• WORK TO BE COMPLETED
Reproduce the stretch of the Dogfish Head interview from "I actually got" through "as hell did.".

• EXCERPT PROVIDED
You read right, kids. I had the insane privilege of stealing some of Sam Calagione’s time and chatting about some recent happenings with his company. For those not yet familiar, Sam is the Founder and President of Dogfish Head, a Delaware brewery that needs no introduction in craft beer circles. DFH makes “off centered brews for off centered people,” since 1995 and takes great pride to incorporate extremely unusual ingredients not found in our modern conception of beer.
I actually got so excited that I forgot to start recording the call right away (I’m not sure if the shaking was the 12 ounces of espresso I had just ingested or just nerves). Just know that there was some small talk and Sam must have sensed that there were some questions on the horizon about curtailing distribution, because he started talking about it almost right away. From where I started recording, this is our conversation. Enjoy! I know I sure as hell did.
Sud Savant: You’re not the only brewery that has been forced to curtail distribution. Recently, you’ve announced plans for another 3 year, $45mil expansion effort to take place to help remedy that.

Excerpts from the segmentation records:
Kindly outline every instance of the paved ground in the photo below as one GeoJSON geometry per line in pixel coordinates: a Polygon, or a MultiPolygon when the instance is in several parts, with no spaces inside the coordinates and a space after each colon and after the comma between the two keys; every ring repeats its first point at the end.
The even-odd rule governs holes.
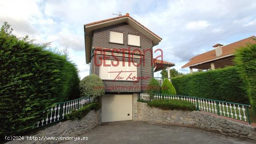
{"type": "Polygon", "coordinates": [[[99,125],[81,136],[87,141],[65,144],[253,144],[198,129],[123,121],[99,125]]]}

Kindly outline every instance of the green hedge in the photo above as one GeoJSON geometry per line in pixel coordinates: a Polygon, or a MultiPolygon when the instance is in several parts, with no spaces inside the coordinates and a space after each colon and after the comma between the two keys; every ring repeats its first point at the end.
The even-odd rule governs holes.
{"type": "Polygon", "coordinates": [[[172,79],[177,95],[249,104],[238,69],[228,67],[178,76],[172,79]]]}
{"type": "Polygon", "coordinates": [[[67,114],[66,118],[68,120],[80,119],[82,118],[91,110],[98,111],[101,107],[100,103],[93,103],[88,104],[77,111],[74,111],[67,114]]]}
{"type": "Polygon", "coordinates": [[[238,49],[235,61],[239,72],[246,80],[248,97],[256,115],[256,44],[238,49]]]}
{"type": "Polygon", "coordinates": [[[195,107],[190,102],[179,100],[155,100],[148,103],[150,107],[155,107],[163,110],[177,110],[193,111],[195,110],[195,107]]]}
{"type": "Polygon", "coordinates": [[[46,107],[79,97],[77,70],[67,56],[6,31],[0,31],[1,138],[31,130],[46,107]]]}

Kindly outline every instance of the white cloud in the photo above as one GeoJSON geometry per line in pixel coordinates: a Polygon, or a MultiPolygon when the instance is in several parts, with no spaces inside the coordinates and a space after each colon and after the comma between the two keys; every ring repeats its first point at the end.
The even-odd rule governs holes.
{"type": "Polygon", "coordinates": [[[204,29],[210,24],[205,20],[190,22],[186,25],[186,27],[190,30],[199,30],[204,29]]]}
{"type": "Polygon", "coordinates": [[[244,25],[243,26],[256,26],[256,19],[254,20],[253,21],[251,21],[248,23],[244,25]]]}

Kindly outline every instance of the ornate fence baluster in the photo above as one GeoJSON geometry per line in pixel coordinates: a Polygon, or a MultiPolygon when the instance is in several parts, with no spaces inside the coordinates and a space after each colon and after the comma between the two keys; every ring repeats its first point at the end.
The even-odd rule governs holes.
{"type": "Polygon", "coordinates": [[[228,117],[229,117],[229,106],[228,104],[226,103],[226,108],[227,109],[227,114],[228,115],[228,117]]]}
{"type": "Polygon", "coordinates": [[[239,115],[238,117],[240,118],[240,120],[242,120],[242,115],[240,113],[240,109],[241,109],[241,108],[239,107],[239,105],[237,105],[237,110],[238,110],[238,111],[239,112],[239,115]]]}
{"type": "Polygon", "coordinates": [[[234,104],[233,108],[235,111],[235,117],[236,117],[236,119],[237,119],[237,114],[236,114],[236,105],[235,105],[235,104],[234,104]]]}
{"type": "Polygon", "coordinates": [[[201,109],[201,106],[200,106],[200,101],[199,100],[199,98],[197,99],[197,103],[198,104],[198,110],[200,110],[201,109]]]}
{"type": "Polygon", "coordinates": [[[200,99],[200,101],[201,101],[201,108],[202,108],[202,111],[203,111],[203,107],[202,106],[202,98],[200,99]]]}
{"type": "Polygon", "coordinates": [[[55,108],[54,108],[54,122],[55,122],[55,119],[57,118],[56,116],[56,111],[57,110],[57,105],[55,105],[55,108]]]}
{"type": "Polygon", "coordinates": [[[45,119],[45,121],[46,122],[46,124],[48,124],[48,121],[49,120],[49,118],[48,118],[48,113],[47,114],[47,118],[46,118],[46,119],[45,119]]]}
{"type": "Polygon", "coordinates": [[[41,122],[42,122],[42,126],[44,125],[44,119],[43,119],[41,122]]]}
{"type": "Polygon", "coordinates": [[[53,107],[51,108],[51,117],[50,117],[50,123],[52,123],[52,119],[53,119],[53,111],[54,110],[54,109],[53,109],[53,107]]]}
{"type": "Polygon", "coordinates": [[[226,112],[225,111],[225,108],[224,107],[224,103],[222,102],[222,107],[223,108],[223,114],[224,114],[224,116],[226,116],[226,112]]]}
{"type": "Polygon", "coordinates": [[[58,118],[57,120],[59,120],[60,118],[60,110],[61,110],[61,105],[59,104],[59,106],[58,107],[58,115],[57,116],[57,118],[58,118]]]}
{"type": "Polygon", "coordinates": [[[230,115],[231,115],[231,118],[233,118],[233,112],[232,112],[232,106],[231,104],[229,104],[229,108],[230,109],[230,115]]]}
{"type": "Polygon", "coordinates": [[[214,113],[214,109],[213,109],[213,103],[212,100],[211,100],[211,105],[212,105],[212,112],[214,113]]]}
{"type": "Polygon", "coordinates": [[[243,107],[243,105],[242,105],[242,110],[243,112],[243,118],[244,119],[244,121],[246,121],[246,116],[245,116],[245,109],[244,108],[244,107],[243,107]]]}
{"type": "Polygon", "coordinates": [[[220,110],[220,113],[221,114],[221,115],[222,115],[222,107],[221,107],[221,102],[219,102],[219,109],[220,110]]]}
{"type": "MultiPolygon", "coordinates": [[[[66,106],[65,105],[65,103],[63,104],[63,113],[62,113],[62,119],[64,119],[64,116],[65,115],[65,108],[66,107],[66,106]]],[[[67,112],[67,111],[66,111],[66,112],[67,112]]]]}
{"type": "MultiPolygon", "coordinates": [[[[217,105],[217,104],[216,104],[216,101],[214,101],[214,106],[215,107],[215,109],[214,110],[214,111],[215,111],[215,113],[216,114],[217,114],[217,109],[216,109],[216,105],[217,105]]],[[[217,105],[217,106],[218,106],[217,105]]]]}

• SOLUTION TO THIS TASK
I actually got so excited that I forgot to start recording the call right away (I’m not sure if the shaking was the 12 ounces of espresso I had just ingested or just nerves). Just know that there was some small talk and Sam must have sensed that there were some questions on the horizon about curtailing distribution, because he started talking about it almost right away. From where I started recording, this is our conversation. Enjoy! I know I sure as hell did.